[Task instructions]:
Lines containing "tarpaulin" should be pulled from the material below.

=-=-=-=-=

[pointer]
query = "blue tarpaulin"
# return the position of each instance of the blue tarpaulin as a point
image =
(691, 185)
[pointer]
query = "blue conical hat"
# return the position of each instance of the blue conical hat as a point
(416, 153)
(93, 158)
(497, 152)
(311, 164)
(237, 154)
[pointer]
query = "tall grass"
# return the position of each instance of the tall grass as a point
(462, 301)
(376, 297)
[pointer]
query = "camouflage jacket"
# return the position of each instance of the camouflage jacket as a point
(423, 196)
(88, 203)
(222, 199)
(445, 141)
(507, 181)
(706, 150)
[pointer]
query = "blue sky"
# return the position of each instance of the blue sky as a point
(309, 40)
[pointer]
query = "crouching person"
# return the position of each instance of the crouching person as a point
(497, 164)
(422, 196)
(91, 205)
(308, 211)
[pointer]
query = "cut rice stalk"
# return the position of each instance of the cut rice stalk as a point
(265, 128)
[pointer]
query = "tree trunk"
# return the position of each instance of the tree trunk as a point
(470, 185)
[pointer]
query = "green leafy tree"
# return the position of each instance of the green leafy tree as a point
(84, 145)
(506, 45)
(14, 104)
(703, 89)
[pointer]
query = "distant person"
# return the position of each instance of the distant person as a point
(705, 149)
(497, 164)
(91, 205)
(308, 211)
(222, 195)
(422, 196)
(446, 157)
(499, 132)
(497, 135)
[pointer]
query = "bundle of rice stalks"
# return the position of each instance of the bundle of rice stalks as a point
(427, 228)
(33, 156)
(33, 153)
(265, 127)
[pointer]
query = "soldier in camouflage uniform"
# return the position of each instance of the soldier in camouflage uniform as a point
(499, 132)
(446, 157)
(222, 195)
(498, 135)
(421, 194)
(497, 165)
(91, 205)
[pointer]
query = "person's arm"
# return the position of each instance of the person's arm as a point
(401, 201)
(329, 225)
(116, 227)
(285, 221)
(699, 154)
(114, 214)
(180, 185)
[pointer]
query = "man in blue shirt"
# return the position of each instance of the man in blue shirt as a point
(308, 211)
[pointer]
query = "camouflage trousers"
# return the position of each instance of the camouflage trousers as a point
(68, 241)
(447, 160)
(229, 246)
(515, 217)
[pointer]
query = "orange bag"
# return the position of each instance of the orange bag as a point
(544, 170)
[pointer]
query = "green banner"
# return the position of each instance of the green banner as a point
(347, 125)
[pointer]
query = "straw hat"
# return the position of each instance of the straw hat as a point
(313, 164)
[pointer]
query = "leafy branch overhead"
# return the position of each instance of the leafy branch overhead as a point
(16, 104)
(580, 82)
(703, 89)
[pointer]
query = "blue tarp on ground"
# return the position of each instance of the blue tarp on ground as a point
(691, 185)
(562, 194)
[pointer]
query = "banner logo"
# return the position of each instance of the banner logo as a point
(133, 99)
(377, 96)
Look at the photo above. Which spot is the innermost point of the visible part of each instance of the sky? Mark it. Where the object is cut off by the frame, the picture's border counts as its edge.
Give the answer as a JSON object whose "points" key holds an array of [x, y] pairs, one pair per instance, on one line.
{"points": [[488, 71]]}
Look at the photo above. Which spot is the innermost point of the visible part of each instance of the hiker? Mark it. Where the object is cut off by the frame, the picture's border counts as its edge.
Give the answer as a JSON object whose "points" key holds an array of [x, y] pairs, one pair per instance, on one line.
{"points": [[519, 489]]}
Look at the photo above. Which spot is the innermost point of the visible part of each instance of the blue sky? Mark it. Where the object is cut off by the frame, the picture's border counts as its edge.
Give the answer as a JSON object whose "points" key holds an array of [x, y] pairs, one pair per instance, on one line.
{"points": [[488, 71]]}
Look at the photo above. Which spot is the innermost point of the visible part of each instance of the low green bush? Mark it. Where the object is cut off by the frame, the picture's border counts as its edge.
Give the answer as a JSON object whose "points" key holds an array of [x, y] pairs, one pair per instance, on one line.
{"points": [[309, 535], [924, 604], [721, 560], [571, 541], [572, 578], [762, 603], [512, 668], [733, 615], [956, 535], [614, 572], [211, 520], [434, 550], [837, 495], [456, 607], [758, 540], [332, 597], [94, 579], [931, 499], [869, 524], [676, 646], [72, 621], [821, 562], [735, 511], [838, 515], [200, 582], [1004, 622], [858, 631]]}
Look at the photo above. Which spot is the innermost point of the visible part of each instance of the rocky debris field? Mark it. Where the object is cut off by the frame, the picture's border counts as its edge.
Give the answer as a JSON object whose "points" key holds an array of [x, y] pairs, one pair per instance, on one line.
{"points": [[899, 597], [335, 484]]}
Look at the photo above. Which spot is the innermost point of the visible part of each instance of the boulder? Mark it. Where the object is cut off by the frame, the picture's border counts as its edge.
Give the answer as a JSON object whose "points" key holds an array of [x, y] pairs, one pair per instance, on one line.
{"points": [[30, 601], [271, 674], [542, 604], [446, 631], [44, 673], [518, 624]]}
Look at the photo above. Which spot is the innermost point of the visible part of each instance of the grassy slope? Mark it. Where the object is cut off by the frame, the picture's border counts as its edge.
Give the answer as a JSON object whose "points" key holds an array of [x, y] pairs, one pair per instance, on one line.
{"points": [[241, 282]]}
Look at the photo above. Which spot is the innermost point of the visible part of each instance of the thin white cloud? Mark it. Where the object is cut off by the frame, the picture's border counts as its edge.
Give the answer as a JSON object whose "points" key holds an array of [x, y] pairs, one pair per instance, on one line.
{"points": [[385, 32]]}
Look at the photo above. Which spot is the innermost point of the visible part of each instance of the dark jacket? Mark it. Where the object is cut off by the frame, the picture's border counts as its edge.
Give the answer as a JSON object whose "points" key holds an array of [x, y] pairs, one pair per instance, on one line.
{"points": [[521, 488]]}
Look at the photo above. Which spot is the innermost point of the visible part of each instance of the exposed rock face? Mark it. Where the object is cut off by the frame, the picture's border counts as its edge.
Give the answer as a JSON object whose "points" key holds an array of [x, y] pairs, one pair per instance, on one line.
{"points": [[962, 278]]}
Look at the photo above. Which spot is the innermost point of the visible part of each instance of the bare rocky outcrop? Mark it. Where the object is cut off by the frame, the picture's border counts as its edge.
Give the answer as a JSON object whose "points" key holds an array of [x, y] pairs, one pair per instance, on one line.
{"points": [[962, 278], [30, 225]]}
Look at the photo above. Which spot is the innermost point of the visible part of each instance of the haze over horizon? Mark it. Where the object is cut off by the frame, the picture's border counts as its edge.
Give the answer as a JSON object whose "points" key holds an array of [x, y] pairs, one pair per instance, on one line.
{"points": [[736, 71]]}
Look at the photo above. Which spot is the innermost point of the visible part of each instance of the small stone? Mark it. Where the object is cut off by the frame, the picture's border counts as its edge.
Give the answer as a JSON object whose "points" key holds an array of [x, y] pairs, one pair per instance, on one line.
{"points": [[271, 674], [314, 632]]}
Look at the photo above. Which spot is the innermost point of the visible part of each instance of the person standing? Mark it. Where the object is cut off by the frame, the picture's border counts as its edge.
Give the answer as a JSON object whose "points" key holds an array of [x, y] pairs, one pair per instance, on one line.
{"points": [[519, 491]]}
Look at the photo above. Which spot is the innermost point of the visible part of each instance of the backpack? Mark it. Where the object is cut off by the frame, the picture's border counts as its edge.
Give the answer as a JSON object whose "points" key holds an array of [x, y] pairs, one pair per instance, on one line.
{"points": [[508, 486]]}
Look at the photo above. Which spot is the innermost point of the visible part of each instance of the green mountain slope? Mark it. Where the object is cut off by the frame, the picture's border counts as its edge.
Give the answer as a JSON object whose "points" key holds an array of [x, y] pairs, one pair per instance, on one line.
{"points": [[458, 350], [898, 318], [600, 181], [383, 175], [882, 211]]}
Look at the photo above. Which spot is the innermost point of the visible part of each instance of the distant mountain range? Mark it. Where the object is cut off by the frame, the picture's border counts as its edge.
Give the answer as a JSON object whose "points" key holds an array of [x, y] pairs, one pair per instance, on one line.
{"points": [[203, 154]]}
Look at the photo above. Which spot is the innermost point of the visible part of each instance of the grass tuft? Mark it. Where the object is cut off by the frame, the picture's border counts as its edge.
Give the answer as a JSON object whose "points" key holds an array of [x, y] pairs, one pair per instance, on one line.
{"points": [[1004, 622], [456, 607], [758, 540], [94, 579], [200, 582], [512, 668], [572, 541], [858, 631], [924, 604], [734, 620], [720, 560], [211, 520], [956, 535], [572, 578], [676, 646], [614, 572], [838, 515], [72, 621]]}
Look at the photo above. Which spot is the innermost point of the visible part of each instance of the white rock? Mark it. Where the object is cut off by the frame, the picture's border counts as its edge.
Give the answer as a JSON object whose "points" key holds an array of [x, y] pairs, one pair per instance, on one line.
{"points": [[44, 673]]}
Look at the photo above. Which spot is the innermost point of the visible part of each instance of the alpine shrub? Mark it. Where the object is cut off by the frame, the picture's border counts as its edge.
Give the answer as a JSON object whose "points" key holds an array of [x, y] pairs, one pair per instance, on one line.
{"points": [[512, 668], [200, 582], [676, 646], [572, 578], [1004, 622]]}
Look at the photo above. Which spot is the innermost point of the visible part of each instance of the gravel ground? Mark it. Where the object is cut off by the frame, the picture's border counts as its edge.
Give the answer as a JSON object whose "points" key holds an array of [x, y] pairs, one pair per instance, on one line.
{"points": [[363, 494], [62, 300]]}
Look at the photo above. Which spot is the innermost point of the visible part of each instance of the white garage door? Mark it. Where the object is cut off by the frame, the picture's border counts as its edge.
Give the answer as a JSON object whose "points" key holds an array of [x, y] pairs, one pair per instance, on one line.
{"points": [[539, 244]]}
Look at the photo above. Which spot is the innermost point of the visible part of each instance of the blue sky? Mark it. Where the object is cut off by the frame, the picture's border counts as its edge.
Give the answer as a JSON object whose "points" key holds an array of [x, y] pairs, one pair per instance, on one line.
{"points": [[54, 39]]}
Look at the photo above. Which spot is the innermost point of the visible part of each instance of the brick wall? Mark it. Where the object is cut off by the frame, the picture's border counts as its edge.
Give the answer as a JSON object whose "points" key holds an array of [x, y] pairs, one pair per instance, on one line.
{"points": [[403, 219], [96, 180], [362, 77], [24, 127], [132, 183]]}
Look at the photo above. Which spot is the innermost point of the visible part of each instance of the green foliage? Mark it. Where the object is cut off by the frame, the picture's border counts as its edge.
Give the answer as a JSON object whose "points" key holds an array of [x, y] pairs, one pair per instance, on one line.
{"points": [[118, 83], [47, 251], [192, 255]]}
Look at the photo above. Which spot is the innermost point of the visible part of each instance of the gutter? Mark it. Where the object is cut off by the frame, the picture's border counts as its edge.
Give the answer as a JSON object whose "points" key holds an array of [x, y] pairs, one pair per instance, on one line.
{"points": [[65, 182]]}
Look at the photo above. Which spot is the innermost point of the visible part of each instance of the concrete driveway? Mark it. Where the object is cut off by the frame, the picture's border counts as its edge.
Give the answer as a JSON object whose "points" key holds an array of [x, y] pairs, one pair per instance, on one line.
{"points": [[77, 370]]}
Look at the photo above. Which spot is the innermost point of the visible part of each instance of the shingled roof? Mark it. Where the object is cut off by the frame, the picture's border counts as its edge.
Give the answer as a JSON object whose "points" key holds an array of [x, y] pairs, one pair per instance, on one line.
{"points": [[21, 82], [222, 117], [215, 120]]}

=-=-=-=-=

[Written answer]:
query = "blue tarpaulin"
# return the position of each instance of the blue tarpaulin as a point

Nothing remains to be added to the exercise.